From the line containing "If you could spot the blue striped" down to the last line of the material, return those lines verbatim and only those.

### Stored items
* Start *
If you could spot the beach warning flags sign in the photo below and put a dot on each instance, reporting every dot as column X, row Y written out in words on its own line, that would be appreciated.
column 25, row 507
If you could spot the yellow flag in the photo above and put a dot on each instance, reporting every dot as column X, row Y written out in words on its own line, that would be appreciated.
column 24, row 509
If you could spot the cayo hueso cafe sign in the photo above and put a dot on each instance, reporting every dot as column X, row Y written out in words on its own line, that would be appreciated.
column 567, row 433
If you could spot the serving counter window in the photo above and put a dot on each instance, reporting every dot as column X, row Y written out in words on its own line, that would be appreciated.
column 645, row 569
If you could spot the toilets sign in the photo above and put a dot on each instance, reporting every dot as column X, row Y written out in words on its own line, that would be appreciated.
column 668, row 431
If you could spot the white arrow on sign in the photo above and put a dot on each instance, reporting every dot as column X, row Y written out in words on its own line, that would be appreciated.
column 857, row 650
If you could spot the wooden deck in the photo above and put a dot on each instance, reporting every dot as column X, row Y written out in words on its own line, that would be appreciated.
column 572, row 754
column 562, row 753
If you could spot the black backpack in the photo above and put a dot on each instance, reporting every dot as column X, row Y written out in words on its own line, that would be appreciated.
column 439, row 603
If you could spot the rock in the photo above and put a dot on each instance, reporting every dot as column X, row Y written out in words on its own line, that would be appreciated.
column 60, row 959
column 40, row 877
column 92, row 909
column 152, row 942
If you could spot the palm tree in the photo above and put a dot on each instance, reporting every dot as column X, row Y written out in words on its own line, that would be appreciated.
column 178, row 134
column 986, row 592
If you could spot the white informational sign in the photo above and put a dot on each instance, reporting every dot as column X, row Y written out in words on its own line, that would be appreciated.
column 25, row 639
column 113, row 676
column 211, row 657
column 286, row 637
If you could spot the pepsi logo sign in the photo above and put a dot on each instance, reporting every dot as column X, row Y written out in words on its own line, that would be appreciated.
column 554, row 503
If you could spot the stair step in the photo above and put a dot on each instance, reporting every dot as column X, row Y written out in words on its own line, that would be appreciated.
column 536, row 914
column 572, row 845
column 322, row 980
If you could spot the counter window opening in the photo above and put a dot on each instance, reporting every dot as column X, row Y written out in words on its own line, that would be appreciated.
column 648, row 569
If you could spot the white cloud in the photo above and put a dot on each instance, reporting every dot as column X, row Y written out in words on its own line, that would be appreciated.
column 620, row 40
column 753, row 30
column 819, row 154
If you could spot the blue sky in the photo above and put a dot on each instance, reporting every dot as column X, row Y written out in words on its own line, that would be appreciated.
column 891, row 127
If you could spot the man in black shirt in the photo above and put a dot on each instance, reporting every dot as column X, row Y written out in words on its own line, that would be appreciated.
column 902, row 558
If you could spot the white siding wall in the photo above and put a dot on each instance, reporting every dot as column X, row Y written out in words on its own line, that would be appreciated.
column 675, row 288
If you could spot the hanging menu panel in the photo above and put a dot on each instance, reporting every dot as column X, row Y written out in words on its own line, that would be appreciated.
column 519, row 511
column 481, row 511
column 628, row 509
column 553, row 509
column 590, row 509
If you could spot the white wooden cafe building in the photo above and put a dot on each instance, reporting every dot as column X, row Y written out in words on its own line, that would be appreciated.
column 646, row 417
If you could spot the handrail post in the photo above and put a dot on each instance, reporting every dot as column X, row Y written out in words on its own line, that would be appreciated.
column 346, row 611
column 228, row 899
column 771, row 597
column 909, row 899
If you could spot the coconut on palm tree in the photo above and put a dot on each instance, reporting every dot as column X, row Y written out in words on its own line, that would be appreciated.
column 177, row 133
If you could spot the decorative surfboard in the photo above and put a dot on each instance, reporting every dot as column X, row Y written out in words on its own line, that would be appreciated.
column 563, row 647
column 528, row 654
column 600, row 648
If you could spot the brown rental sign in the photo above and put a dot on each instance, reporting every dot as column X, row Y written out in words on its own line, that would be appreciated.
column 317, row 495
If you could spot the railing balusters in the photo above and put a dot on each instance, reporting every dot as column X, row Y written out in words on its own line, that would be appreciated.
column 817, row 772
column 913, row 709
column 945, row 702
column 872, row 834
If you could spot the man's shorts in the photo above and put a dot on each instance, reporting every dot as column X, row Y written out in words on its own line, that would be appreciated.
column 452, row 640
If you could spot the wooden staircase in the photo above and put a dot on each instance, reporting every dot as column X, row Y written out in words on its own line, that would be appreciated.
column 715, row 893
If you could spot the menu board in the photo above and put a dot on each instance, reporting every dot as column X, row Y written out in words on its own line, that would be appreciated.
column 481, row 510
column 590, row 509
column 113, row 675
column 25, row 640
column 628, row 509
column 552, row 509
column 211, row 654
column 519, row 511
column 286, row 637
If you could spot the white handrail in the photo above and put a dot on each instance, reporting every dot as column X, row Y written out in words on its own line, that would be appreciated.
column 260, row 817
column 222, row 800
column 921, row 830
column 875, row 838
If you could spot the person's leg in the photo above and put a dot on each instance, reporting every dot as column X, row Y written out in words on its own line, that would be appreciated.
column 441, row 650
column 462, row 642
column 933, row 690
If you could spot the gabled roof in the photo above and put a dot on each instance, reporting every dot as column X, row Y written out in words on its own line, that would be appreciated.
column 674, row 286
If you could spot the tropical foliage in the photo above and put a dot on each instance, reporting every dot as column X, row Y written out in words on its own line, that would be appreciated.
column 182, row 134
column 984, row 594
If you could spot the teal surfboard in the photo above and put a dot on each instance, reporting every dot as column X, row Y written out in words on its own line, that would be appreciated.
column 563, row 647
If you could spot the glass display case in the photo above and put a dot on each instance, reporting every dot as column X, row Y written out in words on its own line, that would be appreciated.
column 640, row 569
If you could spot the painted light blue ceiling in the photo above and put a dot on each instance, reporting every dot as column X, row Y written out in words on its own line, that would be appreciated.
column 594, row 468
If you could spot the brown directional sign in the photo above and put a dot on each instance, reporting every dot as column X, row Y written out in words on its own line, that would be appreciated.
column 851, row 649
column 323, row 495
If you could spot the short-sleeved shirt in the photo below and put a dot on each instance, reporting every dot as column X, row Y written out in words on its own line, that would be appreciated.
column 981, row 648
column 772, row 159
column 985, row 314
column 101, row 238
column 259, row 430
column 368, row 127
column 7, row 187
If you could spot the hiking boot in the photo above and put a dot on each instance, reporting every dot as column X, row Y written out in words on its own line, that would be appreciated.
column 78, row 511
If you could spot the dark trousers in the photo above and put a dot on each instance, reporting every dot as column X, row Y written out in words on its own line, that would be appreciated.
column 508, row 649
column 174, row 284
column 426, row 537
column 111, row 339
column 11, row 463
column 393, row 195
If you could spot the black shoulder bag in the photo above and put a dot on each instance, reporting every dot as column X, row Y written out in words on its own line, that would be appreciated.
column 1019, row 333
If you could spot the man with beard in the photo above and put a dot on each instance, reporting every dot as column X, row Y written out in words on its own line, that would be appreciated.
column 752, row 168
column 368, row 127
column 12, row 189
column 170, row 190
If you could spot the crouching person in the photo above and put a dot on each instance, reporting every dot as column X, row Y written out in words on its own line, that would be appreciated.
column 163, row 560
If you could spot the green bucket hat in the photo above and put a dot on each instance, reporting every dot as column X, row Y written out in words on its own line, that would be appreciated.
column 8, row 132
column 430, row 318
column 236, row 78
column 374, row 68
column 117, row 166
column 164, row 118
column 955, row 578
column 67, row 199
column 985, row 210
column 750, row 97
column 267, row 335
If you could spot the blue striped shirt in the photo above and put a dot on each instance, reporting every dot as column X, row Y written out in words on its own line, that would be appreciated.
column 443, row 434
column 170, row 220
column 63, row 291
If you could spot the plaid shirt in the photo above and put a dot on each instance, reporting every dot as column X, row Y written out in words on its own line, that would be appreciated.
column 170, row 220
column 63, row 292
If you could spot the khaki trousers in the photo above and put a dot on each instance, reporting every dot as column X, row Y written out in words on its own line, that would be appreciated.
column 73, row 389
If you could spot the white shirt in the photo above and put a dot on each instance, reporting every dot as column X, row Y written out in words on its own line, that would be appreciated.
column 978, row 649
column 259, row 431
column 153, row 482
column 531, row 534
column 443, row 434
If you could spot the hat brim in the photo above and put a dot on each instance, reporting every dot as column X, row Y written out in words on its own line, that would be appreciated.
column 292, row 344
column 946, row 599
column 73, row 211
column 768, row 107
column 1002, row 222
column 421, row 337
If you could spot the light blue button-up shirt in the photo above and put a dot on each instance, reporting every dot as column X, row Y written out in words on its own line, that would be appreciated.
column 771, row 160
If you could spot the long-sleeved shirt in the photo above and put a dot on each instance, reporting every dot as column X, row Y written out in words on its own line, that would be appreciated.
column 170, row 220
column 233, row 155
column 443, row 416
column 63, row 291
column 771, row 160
* End *
### Result of the task
If you could spot the blue striped shirt in the photo above and put a dot on each instance, reporting every dot as column X, row Y written out in words on its own line, that would be appreciated.
column 443, row 434
column 170, row 220
column 63, row 291
If you could spot the plaid shirt in the photo above and put a dot on each instance, reporting every dot as column X, row Y written out in words on its own line, that would be appreciated.
column 170, row 220
column 63, row 292
If you could spot the khaki trousers in the photo above and put a dot on each instance, reporting every dot as column X, row Y written out in words on its own line, that would be appreciated.
column 73, row 389
If you could spot the white shirt in the photo above and put a dot on each instance, reporting every dot as column X, row Y written out in words on its own line, that would be appreciated.
column 978, row 649
column 259, row 431
column 153, row 482
column 531, row 534
column 443, row 434
If you could spot the hat brim in the photo above and put a dot on each instance, reporting every dot as column X, row Y written out in words on its own line, that would be appreciated.
column 292, row 344
column 946, row 599
column 73, row 211
column 768, row 107
column 1002, row 222
column 421, row 337
If you could spot the light blue button-up shirt in the photo above and put a dot on each instance, reporting every dot as column X, row Y written out in words on its own line, that would be appreciated.
column 771, row 160
If you could spot the long-sleeved shirt in the photo above and put a dot on each instance, reporting every dot as column X, row Y written out in words on its own line, that would be appreciated.
column 170, row 220
column 233, row 155
column 443, row 416
column 63, row 291
column 771, row 160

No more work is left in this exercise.